» Exercise details:
Recast the items from the line that contains "tag: butterfly head" through the line that contains "219 113 L 214", both included, as a Markdown table with the columns Row and Item line, leaving out any blank lines.

» Input:
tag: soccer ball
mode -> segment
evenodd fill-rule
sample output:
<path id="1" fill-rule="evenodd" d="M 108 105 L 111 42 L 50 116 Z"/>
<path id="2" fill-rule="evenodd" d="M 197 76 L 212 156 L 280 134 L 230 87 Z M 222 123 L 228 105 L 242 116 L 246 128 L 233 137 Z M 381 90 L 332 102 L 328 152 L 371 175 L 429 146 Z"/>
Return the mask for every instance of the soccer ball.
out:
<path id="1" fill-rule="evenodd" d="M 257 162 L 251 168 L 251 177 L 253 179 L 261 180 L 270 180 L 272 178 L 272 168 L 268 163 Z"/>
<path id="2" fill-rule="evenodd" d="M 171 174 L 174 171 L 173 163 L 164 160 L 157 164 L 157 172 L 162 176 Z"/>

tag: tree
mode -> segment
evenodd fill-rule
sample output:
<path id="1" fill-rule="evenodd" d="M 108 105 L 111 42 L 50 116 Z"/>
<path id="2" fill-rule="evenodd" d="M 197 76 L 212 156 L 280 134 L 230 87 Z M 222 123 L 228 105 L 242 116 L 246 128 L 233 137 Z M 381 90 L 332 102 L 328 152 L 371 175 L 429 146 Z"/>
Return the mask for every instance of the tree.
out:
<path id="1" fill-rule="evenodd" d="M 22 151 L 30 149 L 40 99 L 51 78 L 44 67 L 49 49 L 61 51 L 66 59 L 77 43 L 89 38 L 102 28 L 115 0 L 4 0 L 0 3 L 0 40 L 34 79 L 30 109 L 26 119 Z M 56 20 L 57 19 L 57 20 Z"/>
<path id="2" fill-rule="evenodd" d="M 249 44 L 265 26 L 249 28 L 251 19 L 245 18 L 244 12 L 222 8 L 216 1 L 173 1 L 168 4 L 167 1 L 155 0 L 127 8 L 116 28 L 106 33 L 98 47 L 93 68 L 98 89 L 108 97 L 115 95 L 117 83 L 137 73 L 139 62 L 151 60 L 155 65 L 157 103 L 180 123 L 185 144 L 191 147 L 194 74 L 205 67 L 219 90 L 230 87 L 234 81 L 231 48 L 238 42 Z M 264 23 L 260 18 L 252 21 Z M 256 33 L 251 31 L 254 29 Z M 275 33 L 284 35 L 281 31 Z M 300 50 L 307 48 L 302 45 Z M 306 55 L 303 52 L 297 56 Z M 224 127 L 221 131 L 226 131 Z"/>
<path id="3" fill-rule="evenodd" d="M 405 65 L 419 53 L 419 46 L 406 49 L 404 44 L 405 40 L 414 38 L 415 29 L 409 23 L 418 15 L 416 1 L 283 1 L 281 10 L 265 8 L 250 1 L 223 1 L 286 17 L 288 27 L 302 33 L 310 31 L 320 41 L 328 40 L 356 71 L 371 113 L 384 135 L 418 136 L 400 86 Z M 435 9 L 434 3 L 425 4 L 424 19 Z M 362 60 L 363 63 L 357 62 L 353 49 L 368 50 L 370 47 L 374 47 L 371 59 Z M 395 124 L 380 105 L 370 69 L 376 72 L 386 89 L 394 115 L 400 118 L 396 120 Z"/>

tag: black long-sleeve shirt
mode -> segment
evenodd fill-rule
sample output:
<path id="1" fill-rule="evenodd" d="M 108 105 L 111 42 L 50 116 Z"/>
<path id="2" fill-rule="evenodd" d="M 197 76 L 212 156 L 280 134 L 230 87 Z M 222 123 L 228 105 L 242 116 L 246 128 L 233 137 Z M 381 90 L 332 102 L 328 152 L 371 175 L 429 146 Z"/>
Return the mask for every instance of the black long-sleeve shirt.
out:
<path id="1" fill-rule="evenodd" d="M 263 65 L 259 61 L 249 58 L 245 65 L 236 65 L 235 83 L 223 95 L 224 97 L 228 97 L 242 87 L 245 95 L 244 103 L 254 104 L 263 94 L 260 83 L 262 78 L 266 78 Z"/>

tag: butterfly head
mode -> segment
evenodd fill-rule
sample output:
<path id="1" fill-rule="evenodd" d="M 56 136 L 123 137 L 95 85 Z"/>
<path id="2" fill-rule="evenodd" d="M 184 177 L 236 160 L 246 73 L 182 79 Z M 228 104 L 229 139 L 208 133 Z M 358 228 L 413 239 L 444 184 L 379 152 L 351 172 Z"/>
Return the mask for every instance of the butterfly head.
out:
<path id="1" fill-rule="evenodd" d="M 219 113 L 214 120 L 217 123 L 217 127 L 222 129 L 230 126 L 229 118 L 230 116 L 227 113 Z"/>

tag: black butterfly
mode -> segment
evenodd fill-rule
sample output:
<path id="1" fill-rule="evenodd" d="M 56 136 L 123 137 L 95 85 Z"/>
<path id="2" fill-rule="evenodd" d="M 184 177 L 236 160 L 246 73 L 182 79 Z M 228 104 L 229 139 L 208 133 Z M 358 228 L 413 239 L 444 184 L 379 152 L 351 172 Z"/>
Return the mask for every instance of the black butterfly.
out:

» Response:
| Row | Item line |
|---|---|
| 1 | tag: butterfly head |
| 2 | mode -> segment |
| 3 | evenodd fill-rule |
| 4 | sample output: |
| 5 | <path id="1" fill-rule="evenodd" d="M 56 136 L 123 137 L 95 85 Z"/> |
| 6 | <path id="2" fill-rule="evenodd" d="M 184 177 L 236 160 L 246 73 L 182 79 Z M 228 104 L 229 139 L 208 133 Z M 358 228 L 413 239 L 444 184 L 379 152 L 351 172 Z"/> |
| 7 | Return the mask for every instance of the butterfly head. |
| 8 | out: |
| 9 | <path id="1" fill-rule="evenodd" d="M 219 113 L 214 120 L 217 123 L 217 127 L 222 129 L 230 126 L 229 118 L 230 116 L 227 113 Z"/> |